Collected data:
◆ ◆ ◆ ◆ ◆ ◆ ◆

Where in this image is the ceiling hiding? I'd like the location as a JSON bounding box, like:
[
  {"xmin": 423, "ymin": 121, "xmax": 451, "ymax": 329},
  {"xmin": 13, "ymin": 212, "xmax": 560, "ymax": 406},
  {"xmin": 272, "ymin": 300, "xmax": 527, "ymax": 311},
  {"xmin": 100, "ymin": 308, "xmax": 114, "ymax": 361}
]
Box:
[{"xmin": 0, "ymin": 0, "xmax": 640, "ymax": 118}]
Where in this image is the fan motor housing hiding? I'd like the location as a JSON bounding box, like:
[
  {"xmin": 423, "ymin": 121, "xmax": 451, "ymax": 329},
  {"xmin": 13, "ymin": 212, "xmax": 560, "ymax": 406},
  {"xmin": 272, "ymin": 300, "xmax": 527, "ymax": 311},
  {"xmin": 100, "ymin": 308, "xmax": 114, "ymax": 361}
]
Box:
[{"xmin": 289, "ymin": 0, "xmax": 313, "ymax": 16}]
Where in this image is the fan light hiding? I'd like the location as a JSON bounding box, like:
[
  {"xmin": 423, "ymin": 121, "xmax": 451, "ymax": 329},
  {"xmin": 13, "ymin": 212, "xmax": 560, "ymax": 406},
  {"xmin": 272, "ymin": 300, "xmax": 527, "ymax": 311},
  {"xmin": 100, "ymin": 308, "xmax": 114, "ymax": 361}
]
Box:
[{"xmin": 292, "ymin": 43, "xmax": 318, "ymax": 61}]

◆ ◆ ◆ ◆ ◆ ◆ ◆

• Set problem: Present every line of the data above as a numbered list, dropping any blank lines.

• Finished task:
1. Where in this image is the ceiling hiding? I'd like the location as a JSON bounding box, like:
2. [
3.   {"xmin": 423, "ymin": 121, "xmax": 451, "ymax": 329},
4.   {"xmin": 13, "ymin": 212, "xmax": 560, "ymax": 406},
5.   {"xmin": 272, "ymin": 300, "xmax": 527, "ymax": 311},
6.   {"xmin": 100, "ymin": 308, "xmax": 114, "ymax": 361}
7. ]
8. Box:
9. [{"xmin": 0, "ymin": 0, "xmax": 640, "ymax": 118}]
10. Where in this image is the fan motor housing hiding? I'd like the location as a JSON bounding box, like:
11. [
12.   {"xmin": 423, "ymin": 121, "xmax": 451, "ymax": 329},
13.   {"xmin": 13, "ymin": 212, "xmax": 560, "ymax": 406},
14.   {"xmin": 272, "ymin": 300, "xmax": 527, "ymax": 311},
15.   {"xmin": 100, "ymin": 308, "xmax": 114, "ymax": 361}
16. ]
17. Box:
18. [{"xmin": 289, "ymin": 0, "xmax": 313, "ymax": 16}]
19. Where in this image is the fan light hiding? I'd like the location as a JSON bounding box, like:
20. [
21.   {"xmin": 423, "ymin": 121, "xmax": 451, "ymax": 329},
22.   {"xmin": 13, "ymin": 212, "xmax": 560, "ymax": 406},
23.   {"xmin": 272, "ymin": 300, "xmax": 527, "ymax": 311},
24.   {"xmin": 100, "ymin": 308, "xmax": 114, "ymax": 361}
25. ]
26. Box:
27. [{"xmin": 292, "ymin": 43, "xmax": 318, "ymax": 61}]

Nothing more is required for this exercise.